WHAT YOU NEED TO DO: Pull every line with the word "coordinates" out of the entries below.

[Entries taken from a collection]
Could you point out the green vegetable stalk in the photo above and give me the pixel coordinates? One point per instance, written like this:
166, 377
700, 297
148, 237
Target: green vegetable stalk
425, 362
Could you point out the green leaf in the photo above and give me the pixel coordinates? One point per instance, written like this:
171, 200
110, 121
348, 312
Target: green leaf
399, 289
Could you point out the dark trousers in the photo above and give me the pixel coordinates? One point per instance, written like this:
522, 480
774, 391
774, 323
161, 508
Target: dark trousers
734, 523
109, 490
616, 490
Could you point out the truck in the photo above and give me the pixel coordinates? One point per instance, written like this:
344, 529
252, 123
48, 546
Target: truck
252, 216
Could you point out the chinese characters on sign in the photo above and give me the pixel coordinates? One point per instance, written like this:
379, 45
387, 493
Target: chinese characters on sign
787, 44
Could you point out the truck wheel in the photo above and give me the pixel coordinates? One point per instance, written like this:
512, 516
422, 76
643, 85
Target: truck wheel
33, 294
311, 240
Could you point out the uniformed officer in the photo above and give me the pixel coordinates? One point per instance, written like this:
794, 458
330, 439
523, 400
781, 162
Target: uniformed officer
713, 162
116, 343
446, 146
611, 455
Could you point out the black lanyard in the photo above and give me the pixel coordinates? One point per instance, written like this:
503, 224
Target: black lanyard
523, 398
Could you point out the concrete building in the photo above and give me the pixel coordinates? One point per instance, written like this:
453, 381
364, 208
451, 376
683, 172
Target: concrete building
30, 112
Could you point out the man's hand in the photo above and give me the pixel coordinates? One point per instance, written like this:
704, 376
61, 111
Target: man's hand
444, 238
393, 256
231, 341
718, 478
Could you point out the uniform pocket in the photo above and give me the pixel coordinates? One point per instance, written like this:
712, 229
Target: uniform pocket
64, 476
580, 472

ANSWER BOX:
Could you point out the green vegetable stalk in the photo above and give me the pixel coordinates? One point per instance, written like this:
Could you point out the green leaf in the photo above and give me the pixel coordinates? One point per instance, written like this:
Could you point out the dark trousers in the photo above and give me the pixel coordinates? One point per instance, written like this:
Could you point out the truck in the photo above and give me the pixel coordinates? One point per instance, written like this:
Could you point out the chinese characters on sign in the photo above and give me the pixel coordinates? One point per instance, written like this:
Could you point out the truck wheel in the photo above and give me the pixel coordinates? One point per instance, written like this:
Could you point out the uniformed officer in the photo above and give me the pixel coordinates? One point per instance, written like this:
Could you point out the black lanyard in the photo above and give me the pixel coordinates? One point per instance, written like this:
Could you point out the concrete building in the photo above and give me the pixel coordinates? One point per instance, written like this:
Could you point out the man's hand in the photo above and give me the pixel coordinates? One point per instance, written like this:
Could you point out the uniform pocket in the photo above and give me the pixel coordinates? One point per instance, written like this:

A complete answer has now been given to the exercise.